About this exercise:
Give every line below again, exactly as it appears.

Dataset records:
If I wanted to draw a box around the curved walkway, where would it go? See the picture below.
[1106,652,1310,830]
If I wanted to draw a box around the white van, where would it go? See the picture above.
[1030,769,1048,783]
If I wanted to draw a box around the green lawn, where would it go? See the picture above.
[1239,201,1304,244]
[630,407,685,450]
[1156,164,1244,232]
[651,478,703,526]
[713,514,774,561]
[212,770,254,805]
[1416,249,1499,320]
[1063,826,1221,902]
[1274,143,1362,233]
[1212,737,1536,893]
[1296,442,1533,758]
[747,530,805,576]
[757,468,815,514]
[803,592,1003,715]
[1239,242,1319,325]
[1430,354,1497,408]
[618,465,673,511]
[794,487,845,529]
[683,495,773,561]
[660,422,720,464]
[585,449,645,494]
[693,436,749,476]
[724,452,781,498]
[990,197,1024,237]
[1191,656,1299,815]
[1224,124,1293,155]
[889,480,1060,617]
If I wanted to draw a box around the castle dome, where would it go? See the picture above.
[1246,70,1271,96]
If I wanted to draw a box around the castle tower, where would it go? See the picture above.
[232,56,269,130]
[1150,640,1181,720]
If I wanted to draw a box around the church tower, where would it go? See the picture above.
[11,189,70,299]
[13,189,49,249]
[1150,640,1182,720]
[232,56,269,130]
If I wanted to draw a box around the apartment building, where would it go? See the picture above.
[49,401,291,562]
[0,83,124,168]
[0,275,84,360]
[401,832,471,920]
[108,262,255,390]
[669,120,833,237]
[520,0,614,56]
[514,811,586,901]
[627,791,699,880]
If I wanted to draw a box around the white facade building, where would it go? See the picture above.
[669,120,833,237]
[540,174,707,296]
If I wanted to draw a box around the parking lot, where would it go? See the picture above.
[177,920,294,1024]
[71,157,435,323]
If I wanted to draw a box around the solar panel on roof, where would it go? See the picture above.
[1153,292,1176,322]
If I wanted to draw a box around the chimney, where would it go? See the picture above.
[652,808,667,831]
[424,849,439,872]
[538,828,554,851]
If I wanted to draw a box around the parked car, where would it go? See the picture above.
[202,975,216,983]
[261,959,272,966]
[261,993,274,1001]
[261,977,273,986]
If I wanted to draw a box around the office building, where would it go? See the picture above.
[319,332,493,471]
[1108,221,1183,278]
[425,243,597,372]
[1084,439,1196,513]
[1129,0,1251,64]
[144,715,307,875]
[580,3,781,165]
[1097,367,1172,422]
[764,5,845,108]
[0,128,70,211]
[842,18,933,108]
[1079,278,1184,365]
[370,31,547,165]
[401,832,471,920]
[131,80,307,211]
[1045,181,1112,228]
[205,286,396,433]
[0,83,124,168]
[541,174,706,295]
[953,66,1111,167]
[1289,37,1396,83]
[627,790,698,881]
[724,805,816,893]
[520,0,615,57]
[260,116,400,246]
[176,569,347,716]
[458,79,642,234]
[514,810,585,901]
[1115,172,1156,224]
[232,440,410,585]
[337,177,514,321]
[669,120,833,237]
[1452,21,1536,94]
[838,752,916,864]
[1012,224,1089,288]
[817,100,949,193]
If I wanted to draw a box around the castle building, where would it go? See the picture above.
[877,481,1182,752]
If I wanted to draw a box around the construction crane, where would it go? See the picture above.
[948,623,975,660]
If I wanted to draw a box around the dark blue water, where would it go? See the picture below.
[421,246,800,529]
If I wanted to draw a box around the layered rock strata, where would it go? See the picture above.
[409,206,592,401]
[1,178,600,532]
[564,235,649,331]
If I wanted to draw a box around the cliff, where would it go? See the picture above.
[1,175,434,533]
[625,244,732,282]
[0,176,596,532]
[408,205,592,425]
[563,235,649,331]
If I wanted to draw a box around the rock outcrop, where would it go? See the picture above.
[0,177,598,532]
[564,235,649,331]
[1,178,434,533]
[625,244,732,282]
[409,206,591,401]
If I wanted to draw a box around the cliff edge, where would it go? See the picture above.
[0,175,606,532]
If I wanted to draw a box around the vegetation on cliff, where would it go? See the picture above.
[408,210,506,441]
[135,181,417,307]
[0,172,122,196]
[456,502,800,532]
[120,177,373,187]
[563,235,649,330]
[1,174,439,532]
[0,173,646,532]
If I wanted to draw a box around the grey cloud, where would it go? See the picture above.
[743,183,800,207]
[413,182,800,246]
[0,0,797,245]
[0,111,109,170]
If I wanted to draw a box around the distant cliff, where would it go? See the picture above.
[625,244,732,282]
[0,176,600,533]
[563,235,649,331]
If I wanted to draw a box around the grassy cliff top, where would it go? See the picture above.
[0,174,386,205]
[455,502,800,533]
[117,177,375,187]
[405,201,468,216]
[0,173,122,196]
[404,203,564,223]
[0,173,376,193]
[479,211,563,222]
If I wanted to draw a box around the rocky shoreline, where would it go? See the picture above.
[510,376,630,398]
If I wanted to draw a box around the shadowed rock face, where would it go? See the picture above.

Solution:
If I wanted to draw a box around the curved walkway, where would it go? See the picture below.
[1106,652,1310,830]
If I wanted to draw a box around the white van, where would it go? See the picture above.
[1030,769,1048,783]
If I wanted to draw a box around the green lawn, where would it go? See the picture above.
[1239,201,1304,244]
[630,407,685,450]
[1156,164,1244,232]
[651,478,703,526]
[713,514,774,561]
[212,770,254,805]
[1416,249,1499,320]
[1063,826,1221,902]
[1274,143,1362,233]
[1212,737,1536,893]
[1296,442,1533,758]
[747,530,805,576]
[757,468,815,514]
[803,592,1003,715]
[1239,242,1319,325]
[1430,354,1497,408]
[618,465,673,511]
[794,487,845,529]
[683,495,773,561]
[660,422,720,464]
[585,449,645,494]
[693,436,749,476]
[724,452,781,498]
[990,197,1024,237]
[1191,656,1299,815]
[1224,124,1293,155]
[889,480,1060,617]
If I wanted to draw a box around the castle dome, where would it go? See the picture above.
[1246,70,1271,96]
If I wanted to draw a box around the castle tower, where would it go? See the picture above.
[232,56,269,130]
[1150,640,1181,720]
If I wanted to draw a box around the church tower, where would it go? See the picture above.
[11,189,70,299]
[13,189,49,249]
[1150,640,1182,720]
[232,56,269,130]
If I wanted to draw a box around the apartment building, where would it go? See the picture above.
[49,401,291,562]
[0,83,124,168]
[0,275,84,360]
[401,832,471,920]
[108,262,255,390]
[669,120,833,237]
[520,0,614,56]
[514,811,586,901]
[627,791,699,880]
If I wanted to draw a box around the white facade building, where would it go? See the picture above.
[669,120,833,237]
[540,174,707,296]
If I wanted to draw a box around the parking lot, where would it go? See the picture above.
[177,920,294,1024]
[71,157,435,323]
If I wanted to draw a box around the solar panel on roof, where would it go? See the picture above.
[1153,292,1176,322]
If I wanted to draw a box around the chimney, where would it go? See the picture above.
[652,808,667,831]
[424,849,439,872]
[538,828,554,851]
If I wanted to draw a box around the parked car, where would it go? See the picture above.
[202,975,216,983]
[261,959,272,966]
[261,993,274,1001]
[261,977,273,986]
If I wanted to draw a box around the office building, where would it go? See the picture above.
[319,332,493,471]
[1108,221,1183,278]
[425,243,597,372]
[1084,439,1196,513]
[1129,0,1251,64]
[144,715,307,875]
[580,3,781,165]
[1097,367,1172,422]
[764,5,845,108]
[0,128,70,211]
[842,18,933,108]
[1079,278,1184,365]
[370,31,547,165]
[401,832,471,920]
[131,80,307,211]
[1045,181,1112,228]
[205,286,396,433]
[0,83,124,168]
[541,174,706,295]
[953,66,1111,167]
[1289,37,1396,83]
[627,790,698,881]
[724,805,816,893]
[520,0,615,57]
[260,116,400,246]
[176,569,347,716]
[458,79,642,234]
[514,810,585,901]
[1115,172,1156,224]
[232,440,410,585]
[337,177,514,321]
[669,120,833,237]
[1452,21,1536,94]
[838,752,916,864]
[1012,224,1089,288]
[817,100,949,193]
If I wanted to draw a box around the castle building, where would it go? See the picture above.
[877,481,1182,752]
If I wanted to draw a box around the construction crane, where would it go? See the picture above.
[948,623,975,660]
If I wanted to draw a box around the dark blue water, where would it go? See the picture below.
[421,246,800,529]
If I wanted to draw a box around the layered rock strata, where would it go? See the picture above.
[409,206,592,401]
[1,178,600,532]
[564,235,649,331]
If I wanted to draw a box around the cliff, where would it go? See the picture above.
[1,175,434,533]
[625,244,732,282]
[0,176,596,532]
[408,205,592,425]
[563,235,649,331]
If I wanted to draw a box around the rock outcrop, where would it go? See the picture above.
[0,177,598,532]
[564,235,649,331]
[1,178,434,533]
[625,244,732,282]
[409,206,591,401]
If I wanted to draw a box around the cliff edge, where would it go? See the picture above.
[0,175,606,532]
If I wanted to draw a box around the vegetation on cliff, where would it go? See the picture above.
[408,210,506,441]
[135,181,417,307]
[0,172,122,196]
[456,502,800,532]
[120,177,373,187]
[563,235,649,330]
[1,174,439,532]
[0,173,646,532]
If I wanted to draw a box around the grey cloud, where would it go? See the picture above.
[743,183,800,207]
[413,182,800,246]
[0,0,797,245]
[0,111,109,170]
If I wanted to draw a box around the distant cliff, where would it go? See the picture above.
[625,244,732,282]
[0,176,600,533]
[563,235,649,331]
If I wanted to draw a box around the grassy cliff top, where would it go? See the picture above.
[0,174,386,205]
[455,502,800,533]
[117,177,375,187]
[405,201,468,216]
[0,173,122,196]
[404,203,564,223]
[0,173,376,193]
[479,211,563,222]
If I wanted to draw a box around the rocky shoreline, where would it go? See the picture above.
[510,376,630,398]
If I wanted to draw a box around the shadowed rock face, where would it go? See the picture above.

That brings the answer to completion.